Directive:
In the listing below, extract every line that contains the string "coffee", matching case exactly.

%%

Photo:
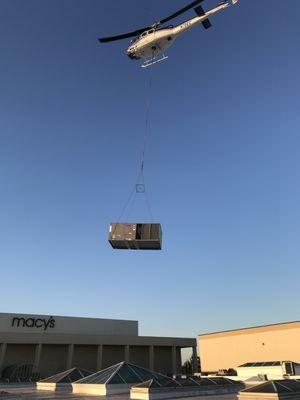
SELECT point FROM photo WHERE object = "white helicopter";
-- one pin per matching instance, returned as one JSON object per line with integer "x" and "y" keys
{"x": 152, "y": 41}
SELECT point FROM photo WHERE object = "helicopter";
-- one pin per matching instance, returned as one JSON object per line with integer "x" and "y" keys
{"x": 151, "y": 42}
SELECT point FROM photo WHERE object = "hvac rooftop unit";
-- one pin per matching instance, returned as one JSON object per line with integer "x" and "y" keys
{"x": 135, "y": 236}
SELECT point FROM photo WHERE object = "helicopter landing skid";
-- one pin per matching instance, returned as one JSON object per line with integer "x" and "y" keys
{"x": 153, "y": 61}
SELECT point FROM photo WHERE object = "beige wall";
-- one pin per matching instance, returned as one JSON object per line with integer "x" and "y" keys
{"x": 268, "y": 343}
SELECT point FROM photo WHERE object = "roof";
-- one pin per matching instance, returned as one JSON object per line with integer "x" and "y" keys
{"x": 254, "y": 329}
{"x": 261, "y": 364}
{"x": 68, "y": 376}
{"x": 189, "y": 382}
{"x": 127, "y": 373}
{"x": 277, "y": 386}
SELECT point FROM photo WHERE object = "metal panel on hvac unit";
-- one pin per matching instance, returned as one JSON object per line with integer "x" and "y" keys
{"x": 135, "y": 236}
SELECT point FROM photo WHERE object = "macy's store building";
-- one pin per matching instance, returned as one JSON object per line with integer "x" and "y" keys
{"x": 46, "y": 345}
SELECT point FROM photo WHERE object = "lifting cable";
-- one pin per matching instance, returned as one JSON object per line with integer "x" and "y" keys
{"x": 139, "y": 186}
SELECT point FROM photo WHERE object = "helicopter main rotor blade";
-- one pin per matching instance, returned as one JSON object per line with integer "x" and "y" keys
{"x": 183, "y": 10}
{"x": 124, "y": 35}
{"x": 155, "y": 25}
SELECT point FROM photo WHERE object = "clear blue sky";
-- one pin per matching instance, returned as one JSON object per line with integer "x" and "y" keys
{"x": 222, "y": 165}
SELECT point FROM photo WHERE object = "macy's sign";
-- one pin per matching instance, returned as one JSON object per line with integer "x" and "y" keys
{"x": 20, "y": 322}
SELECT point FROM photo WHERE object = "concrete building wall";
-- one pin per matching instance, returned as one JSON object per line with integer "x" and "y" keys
{"x": 18, "y": 354}
{"x": 53, "y": 360}
{"x": 224, "y": 350}
{"x": 139, "y": 355}
{"x": 85, "y": 357}
{"x": 163, "y": 359}
{"x": 112, "y": 355}
{"x": 54, "y": 344}
{"x": 29, "y": 323}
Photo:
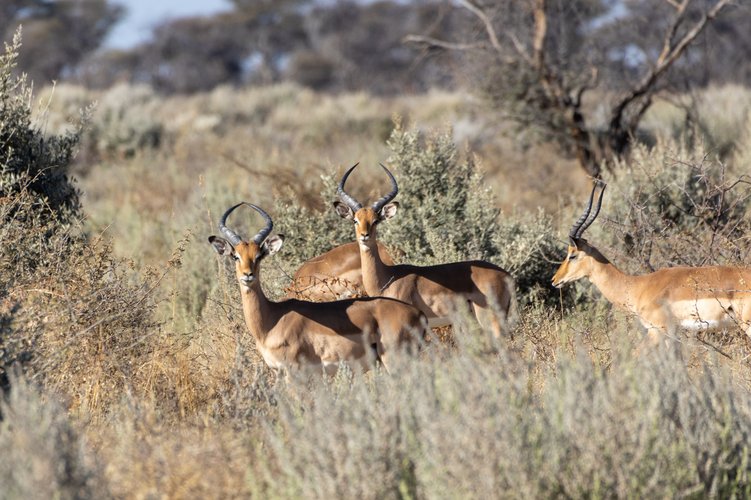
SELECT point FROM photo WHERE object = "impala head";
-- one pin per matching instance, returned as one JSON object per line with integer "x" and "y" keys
{"x": 581, "y": 255}
{"x": 366, "y": 218}
{"x": 246, "y": 254}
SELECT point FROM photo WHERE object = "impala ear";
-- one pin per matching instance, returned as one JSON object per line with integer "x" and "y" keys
{"x": 273, "y": 244}
{"x": 221, "y": 245}
{"x": 343, "y": 210}
{"x": 389, "y": 210}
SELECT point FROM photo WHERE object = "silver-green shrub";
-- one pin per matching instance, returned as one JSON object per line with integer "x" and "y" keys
{"x": 43, "y": 455}
{"x": 677, "y": 205}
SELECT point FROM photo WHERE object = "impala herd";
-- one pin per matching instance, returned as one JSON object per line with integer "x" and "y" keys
{"x": 404, "y": 301}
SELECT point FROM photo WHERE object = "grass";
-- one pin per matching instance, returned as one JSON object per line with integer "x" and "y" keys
{"x": 143, "y": 381}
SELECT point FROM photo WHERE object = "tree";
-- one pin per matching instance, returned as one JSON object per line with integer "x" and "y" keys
{"x": 546, "y": 54}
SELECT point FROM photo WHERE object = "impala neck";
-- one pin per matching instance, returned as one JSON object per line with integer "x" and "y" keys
{"x": 615, "y": 285}
{"x": 375, "y": 275}
{"x": 257, "y": 310}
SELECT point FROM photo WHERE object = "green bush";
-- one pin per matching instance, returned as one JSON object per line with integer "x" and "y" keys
{"x": 446, "y": 214}
{"x": 676, "y": 205}
{"x": 43, "y": 455}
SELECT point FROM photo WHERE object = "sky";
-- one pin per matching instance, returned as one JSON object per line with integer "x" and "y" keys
{"x": 143, "y": 15}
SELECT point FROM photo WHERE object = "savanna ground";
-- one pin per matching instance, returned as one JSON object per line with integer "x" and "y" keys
{"x": 128, "y": 371}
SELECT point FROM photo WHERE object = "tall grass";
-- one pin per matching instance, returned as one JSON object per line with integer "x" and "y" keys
{"x": 138, "y": 377}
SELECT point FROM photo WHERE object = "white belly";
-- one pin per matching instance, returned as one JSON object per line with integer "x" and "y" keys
{"x": 439, "y": 321}
{"x": 273, "y": 361}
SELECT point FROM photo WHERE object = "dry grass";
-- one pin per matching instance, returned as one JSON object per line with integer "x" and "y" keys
{"x": 146, "y": 380}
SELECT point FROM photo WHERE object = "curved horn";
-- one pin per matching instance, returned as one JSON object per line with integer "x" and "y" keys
{"x": 577, "y": 225}
{"x": 591, "y": 219}
{"x": 379, "y": 203}
{"x": 261, "y": 236}
{"x": 232, "y": 236}
{"x": 347, "y": 199}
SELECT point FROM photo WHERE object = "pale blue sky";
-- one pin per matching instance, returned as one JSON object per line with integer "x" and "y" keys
{"x": 143, "y": 15}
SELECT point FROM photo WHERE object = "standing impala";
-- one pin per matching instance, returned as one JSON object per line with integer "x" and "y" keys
{"x": 295, "y": 332}
{"x": 435, "y": 290}
{"x": 333, "y": 275}
{"x": 693, "y": 298}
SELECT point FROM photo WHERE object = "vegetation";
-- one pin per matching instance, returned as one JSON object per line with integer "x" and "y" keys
{"x": 129, "y": 372}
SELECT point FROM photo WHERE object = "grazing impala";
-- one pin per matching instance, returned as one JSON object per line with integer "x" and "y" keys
{"x": 435, "y": 290}
{"x": 333, "y": 275}
{"x": 692, "y": 298}
{"x": 295, "y": 332}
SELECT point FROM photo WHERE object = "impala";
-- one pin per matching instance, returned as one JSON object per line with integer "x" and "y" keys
{"x": 293, "y": 332}
{"x": 692, "y": 298}
{"x": 435, "y": 290}
{"x": 333, "y": 275}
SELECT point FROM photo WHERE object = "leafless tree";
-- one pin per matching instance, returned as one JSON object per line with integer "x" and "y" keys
{"x": 528, "y": 42}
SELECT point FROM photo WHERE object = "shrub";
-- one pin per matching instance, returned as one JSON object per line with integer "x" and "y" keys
{"x": 675, "y": 205}
{"x": 43, "y": 455}
{"x": 39, "y": 206}
{"x": 446, "y": 214}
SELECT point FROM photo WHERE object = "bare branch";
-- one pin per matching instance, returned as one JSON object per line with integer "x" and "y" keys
{"x": 541, "y": 31}
{"x": 670, "y": 34}
{"x": 668, "y": 56}
{"x": 589, "y": 85}
{"x": 482, "y": 16}
{"x": 675, "y": 4}
{"x": 431, "y": 42}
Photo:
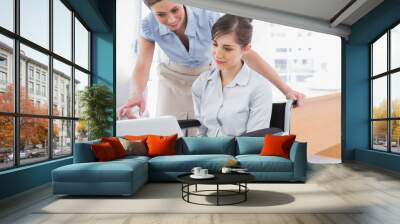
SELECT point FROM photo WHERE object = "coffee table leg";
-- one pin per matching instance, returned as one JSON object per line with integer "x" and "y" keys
{"x": 217, "y": 194}
{"x": 245, "y": 191}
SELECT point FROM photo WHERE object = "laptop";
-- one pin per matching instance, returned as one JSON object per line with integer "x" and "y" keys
{"x": 163, "y": 125}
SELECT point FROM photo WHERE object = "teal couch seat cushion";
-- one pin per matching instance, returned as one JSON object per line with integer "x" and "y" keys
{"x": 257, "y": 163}
{"x": 185, "y": 163}
{"x": 111, "y": 171}
{"x": 206, "y": 145}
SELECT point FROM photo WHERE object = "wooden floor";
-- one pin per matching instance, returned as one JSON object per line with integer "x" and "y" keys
{"x": 378, "y": 189}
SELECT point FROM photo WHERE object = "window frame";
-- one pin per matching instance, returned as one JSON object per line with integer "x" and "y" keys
{"x": 388, "y": 74}
{"x": 16, "y": 115}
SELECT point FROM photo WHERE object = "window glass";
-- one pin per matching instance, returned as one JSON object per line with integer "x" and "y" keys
{"x": 81, "y": 81}
{"x": 379, "y": 135}
{"x": 33, "y": 140}
{"x": 81, "y": 45}
{"x": 7, "y": 14}
{"x": 395, "y": 94}
{"x": 6, "y": 74}
{"x": 81, "y": 131}
{"x": 379, "y": 56}
{"x": 35, "y": 21}
{"x": 395, "y": 136}
{"x": 62, "y": 29}
{"x": 62, "y": 89}
{"x": 379, "y": 98}
{"x": 38, "y": 102}
{"x": 6, "y": 142}
{"x": 395, "y": 47}
{"x": 62, "y": 141}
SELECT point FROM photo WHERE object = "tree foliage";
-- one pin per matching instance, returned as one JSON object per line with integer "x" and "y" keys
{"x": 33, "y": 130}
{"x": 96, "y": 102}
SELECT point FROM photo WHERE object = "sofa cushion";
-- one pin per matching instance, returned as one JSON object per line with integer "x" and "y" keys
{"x": 185, "y": 163}
{"x": 103, "y": 152}
{"x": 111, "y": 171}
{"x": 207, "y": 145}
{"x": 277, "y": 145}
{"x": 257, "y": 163}
{"x": 249, "y": 145}
{"x": 83, "y": 152}
{"x": 116, "y": 145}
{"x": 134, "y": 147}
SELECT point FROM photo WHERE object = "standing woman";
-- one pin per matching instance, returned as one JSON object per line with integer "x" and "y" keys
{"x": 231, "y": 99}
{"x": 184, "y": 35}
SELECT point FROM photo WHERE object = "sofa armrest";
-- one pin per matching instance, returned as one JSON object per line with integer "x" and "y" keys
{"x": 298, "y": 155}
{"x": 83, "y": 152}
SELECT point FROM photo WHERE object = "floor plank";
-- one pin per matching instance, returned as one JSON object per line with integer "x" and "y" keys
{"x": 377, "y": 190}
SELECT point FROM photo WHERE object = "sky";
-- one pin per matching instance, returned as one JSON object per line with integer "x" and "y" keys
{"x": 35, "y": 27}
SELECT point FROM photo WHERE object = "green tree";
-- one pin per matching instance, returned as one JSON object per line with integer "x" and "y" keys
{"x": 97, "y": 103}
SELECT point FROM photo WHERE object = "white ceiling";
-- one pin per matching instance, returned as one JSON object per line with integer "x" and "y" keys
{"x": 315, "y": 15}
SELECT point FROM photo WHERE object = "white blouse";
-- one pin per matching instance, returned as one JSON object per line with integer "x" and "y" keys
{"x": 244, "y": 105}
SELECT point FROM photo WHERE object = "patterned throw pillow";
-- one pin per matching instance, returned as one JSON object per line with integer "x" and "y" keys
{"x": 134, "y": 147}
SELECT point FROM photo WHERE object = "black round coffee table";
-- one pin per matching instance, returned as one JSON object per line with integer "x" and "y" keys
{"x": 238, "y": 179}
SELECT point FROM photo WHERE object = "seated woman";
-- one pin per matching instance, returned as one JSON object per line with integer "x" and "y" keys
{"x": 231, "y": 99}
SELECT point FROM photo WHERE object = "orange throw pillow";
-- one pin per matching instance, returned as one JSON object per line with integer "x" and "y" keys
{"x": 116, "y": 145}
{"x": 161, "y": 145}
{"x": 142, "y": 138}
{"x": 103, "y": 152}
{"x": 277, "y": 145}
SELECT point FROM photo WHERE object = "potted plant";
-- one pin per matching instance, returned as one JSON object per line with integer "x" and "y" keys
{"x": 96, "y": 103}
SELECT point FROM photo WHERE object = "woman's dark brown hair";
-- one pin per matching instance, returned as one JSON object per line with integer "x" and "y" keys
{"x": 240, "y": 26}
{"x": 150, "y": 3}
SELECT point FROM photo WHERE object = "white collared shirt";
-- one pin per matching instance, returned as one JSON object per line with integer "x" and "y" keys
{"x": 244, "y": 105}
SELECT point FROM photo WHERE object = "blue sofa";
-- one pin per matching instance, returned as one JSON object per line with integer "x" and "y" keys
{"x": 125, "y": 176}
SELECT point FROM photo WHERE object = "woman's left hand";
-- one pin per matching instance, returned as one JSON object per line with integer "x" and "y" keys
{"x": 296, "y": 96}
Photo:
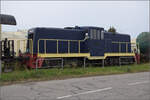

%%

Written response:
SELECT point FROM photo WHERE object = "coffee table leg";
SELECT point FROM photo WHERE object = "black round coffee table";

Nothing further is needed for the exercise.